Your instructions ▸ Count the lines of the listing below that contain the string "clicks" and reply with that number alone.

Stored data ▸
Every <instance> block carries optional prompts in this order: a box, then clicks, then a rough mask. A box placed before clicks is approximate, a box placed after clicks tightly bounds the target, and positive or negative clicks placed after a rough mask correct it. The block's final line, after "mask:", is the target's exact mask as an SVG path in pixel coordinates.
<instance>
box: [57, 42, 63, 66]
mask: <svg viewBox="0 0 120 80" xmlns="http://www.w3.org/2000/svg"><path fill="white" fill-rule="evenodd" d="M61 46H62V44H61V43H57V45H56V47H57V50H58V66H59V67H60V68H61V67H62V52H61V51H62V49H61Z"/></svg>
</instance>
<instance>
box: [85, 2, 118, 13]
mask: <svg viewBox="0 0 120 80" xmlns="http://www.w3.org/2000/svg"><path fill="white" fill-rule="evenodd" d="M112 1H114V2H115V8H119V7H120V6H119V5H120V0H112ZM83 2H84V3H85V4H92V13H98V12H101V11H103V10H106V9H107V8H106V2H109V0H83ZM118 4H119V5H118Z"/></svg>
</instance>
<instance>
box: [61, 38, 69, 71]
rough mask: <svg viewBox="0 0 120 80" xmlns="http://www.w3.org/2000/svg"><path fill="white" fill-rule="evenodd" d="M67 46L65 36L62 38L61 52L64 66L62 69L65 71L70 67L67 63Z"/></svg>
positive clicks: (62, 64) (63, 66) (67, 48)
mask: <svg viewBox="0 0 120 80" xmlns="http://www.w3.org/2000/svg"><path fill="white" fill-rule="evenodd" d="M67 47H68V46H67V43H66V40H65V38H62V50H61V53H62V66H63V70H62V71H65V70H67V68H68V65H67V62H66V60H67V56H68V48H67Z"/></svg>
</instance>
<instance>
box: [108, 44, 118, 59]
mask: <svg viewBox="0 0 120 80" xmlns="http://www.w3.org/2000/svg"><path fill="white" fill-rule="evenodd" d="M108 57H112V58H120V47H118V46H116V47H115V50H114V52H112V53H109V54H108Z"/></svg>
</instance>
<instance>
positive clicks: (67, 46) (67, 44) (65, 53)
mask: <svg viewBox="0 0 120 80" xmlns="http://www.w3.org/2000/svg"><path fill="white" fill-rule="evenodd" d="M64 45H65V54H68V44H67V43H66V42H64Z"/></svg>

Task response ▸ 3